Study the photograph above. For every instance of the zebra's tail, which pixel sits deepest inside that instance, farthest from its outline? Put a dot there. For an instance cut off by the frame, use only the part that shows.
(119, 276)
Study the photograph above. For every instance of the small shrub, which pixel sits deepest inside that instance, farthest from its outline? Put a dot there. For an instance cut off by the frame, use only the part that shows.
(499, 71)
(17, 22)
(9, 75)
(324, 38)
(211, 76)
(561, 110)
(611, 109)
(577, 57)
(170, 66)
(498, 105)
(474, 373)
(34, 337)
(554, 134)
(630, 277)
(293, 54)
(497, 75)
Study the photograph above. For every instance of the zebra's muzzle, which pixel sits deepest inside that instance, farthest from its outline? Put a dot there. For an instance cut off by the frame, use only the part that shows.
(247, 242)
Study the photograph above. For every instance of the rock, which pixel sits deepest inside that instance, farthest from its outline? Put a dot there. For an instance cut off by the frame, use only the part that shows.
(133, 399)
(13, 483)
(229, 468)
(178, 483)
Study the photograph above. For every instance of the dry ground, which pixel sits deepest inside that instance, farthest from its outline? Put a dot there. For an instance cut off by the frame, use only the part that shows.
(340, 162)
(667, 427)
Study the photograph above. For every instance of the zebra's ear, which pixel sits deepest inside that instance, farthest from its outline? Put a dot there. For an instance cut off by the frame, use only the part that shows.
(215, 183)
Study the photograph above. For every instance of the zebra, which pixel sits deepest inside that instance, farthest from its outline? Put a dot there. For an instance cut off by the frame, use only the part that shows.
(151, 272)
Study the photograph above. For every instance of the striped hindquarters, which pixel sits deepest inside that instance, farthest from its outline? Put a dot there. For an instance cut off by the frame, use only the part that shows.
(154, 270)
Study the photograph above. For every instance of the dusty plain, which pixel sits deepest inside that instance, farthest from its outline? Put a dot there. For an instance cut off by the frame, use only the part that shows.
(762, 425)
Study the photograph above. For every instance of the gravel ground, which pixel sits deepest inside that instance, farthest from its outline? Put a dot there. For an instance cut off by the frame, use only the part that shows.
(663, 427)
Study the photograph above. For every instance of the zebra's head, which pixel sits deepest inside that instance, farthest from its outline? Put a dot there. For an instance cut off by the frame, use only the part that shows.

▶ Prompt: From the records above, extract every entry exactly as given.

▶ Solution to the exercise:
Study the photograph above. For every instance of the zebra's tail, which pixel sits deepest inside that instance, farthest from its outline? Put a dot there. For an instance cut off by the frame, use only the part that shows.
(119, 276)
Study the photograph above. For every instance of the small shrub, which pixel sits deepest inside that instance, farthest from its outline? Put a dot there. For an instance cut off by the frame, use only the part that shows.
(499, 71)
(17, 22)
(9, 75)
(324, 38)
(211, 76)
(561, 110)
(611, 109)
(577, 57)
(170, 66)
(498, 105)
(474, 373)
(34, 337)
(554, 134)
(630, 277)
(293, 54)
(497, 75)
Study the photograph above. For every instance of the zebra's muzzle, which pixel sits deepest inside that instance, farthest from its outline? Put a dot there. For an instance cut off by the frame, use only the part that shows.
(247, 242)
Study the photograph above. For every instance of the rock, which pixel sits deepest inside that instance, farthest from its outline? Put a dot there. For an instance cut off by the frame, use only the part that shows.
(133, 399)
(13, 483)
(229, 468)
(178, 483)
Study the photograph above. For every instance of the dry ground, which pixel sits deepest inside that instance, farthest from its outline? Put a dot there. For an instance cut off by the frame, use only the part that shows.
(340, 162)
(667, 427)
Study the photograph above. For every instance of the zebra's ear, which pixel sits deepest inside that instance, farthest from its outline? Put a dot there. For an instance cut off by the frame, use only the part that shows.
(215, 183)
Study the photograph above. For every instance of the zebra, which pixel sits deepest inside that instance, farthest from its outline? Put a dot there. For an instance cut off by the frame, use only the part that shows.
(151, 272)
Study the photograph above. For every instance of the striped hindquarters, which pixel sits deepest inside that instance, farthest from its outline? Put a dot there. For an instance cut off by the frame, use only the part that shows.
(154, 270)
Study the photograph above. For every instance of the dusty plain, which pixel sits deepest inside that instance, farthest from its outline? Put a dot there. For an instance cut off by the frame, use only the part that shows.
(762, 425)
Study the photograph above. For every instance of the gravel ground, which pixel sits deepest inside that instance, farthest from its outline? Put a dot there. For an instance cut off by the frame, use only the part that shows.
(663, 427)
Study the photograph above. For every instance of the zebra's head, which pixel sits deepest inside that instance, farthest from its outline? Put a dot there. For an instance cut off by the frame, use only the part that shows.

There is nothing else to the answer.